───── Texto proporcionado

Opinión

40 años no es nada

Podremos quejarnos del régimen del 78 todo lo que queramos, pero eso no elimina lo esencial: nosotros somos el régimen del 78, más aún si cabe que los españoles que acudieron a votar el 15 de junio del 77 eran el franquismo porque a ellos nunca les habían dejado votar.

  • Los líderes políticos de la Transición junto a Adolfo Suárez en la firma de los Pactos de la Moncloa.

El cuarenta aniversario de aquellas elecciones seminales del 77 se ha recordado con menos alharacas que en otros aniversarios redondos. Tiene lógica. Cada vez queda menos gente con vida que fue a votar ese día y la Transición, por mucha veneración que le hayan dedicado desde el poder, no tiene entre nosotros el carácter fundacional de las declaraciones de independencia o las guerras de liberación.

Es normal que así sea porque, por mucha épica que hayan querido ponerle después, la Transición fue como los cambios de ancho de vía que tan comunes son en los ferrocarriles españoles. Se entra lentamente en el cambiador por ancho ibérico y tras dos vaivenes muy suaves se sale en ancho internacional. Luego el convoy continúa su marcha sin que la mayor parte de pasajeros hayan siquiera notado que ruedan por un ancho distinto.

La España de hace cuarenta años era diferente a la de hoy, pero no tanto como nos quieren hacer creer

La España de hace cuarenta años era diferente a la de hoy, pero no tanto como nos quieren hacer creer. En 1977 se había producido ya la metamorfosis económica que durante la década de los sesenta alumbró un país desarrollado y fiable, del primer mundo, plenamente integrado en el comercio internacional y que convivía pacíficamente consigo mismo y con sus vecinos. 

Se había culminado asimismo el cambio en las mentalidades. El salto cuántico se produjo entre nuestros abuelos y nuestros padres, entre los que hicieron la guerra y sus hijos, no entre nuestros padres y nosotros. A pesar de la radicalización ideológica de la época y de que las bengalas de mayo del 68 llegaron hasta aquí con retraso, la España que entierra a Franco es un país esencialmente tranquilo en el que nunca pasaba nada. Precisamente por eso atraía como un imán la inversión extranjera y a turistas de toda Europa por millones cada verano.

La sociedad española de los setenta era una sociedad moderna y madura con todas las taras y miserias de las sociedades modernas y maduras

Los personajes de las películas de José Luis Garci, director fetiche de la Transición, nos son muy familiares y muchos de ellos podrían ser trasladados sin esfuerzo a nuestros días. El detective Germán Areta no desentonaría en el Madrid de hoy y José Rebolledo, el padre de familia angustiado por el consumismo, las letras y el qué dirán de “Las verdes praderas” tiene hoy infinidad de émulos en las urbanizaciones del extrarradio. La sociedad española de los setenta, en suma, era una sociedad moderna y madura con todas las taras y miserias de las sociedades modernas y maduras, pero también con su transigencia, su dulzura y su dejar vivir. No muy diferente, por lo demás, a la de Francia o Italia, que son los dos países europeos más parecidos al nuestro.

──────────

### Lista de tareas
a) Indique si cada afirmación concuerda con el texto sobre la Transición y cite literalmente las palabras que lo deciden.
(i) El aniversario de las elecciones de 1977 se ha recordado con menos alharacas que otros aniversarios redondos.
(ii) El salto cuántico en las mentalidades se produjo entre nuestros padres y nosotros.
(iii) La sociedad española de los setenta se parecía sobre todo a la de Alemania.
b) Responda brevemente a estas preguntas sobre el texto sobre la Transición.
(i) ¿Con qué compara el texto la Transición?
(ii) ¿En qué década se produjo la metamorfosis económica que menciona el texto?
(iii) ¿Cómo se llama el detective de las películas de José Luis Garci que cita el texto?

───── Extracto de datos

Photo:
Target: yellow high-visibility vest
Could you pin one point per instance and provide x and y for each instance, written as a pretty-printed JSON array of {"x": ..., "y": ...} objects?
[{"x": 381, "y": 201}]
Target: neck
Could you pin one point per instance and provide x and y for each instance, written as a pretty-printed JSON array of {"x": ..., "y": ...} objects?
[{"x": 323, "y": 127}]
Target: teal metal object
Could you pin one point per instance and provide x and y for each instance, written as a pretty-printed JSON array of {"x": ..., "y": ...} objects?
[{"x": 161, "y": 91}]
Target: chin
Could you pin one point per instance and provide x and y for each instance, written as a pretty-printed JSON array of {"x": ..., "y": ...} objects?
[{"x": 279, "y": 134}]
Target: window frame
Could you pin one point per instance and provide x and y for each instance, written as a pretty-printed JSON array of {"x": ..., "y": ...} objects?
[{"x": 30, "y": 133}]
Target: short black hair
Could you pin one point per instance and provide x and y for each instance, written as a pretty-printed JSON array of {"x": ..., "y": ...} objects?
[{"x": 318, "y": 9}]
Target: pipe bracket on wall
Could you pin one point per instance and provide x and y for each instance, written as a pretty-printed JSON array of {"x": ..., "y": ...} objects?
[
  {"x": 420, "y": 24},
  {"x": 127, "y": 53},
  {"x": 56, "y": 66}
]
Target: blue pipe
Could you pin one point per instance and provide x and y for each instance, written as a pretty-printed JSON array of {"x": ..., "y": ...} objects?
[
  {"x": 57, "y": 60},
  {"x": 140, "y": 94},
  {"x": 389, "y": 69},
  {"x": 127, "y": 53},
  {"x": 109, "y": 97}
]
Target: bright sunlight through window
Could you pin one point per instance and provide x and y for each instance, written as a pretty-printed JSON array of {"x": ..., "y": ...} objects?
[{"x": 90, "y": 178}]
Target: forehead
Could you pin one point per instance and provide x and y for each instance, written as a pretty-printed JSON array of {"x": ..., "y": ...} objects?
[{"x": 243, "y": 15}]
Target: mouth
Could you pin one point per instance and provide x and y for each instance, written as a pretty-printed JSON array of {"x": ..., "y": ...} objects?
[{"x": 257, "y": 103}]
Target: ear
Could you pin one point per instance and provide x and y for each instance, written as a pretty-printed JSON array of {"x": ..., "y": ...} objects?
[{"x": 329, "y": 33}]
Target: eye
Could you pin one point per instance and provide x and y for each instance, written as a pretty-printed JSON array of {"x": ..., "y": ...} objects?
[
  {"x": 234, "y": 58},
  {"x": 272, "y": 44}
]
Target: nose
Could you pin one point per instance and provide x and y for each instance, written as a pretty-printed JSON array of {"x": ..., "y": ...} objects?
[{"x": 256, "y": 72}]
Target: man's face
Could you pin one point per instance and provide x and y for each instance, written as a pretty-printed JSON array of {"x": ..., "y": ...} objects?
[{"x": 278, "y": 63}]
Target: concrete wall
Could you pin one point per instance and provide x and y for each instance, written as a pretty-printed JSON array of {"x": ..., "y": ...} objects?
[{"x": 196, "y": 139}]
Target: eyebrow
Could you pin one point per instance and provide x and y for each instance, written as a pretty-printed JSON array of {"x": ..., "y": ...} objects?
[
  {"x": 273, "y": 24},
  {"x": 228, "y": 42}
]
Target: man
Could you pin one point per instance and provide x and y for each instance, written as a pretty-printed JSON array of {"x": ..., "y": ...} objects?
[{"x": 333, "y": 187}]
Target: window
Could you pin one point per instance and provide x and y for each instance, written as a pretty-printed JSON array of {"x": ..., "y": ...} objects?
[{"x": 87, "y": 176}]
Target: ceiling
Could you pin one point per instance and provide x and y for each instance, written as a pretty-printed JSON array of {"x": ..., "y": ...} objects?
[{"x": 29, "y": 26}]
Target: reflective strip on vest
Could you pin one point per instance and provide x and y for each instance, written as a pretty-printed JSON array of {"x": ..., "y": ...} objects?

──────────

### Conjunto de soluciones
a)
(i) Sí: «se ha recordado con menos alharacas que en otros aniversarios redondos».
(ii) No: «El salto cuántico se produjo entre nuestros abuelos y nuestros padres, entre los que hicieron la guerra y sus hijos, no entre nuestros padres y nosotros».
(iii) No: «No muy diferente, por lo demás, a la de Francia o Italia».

b)
(i) Con los cambios de ancho de vía de los ferrocarriles españoles.
(ii) En la década de los sesenta.
(iii) Germán Areta.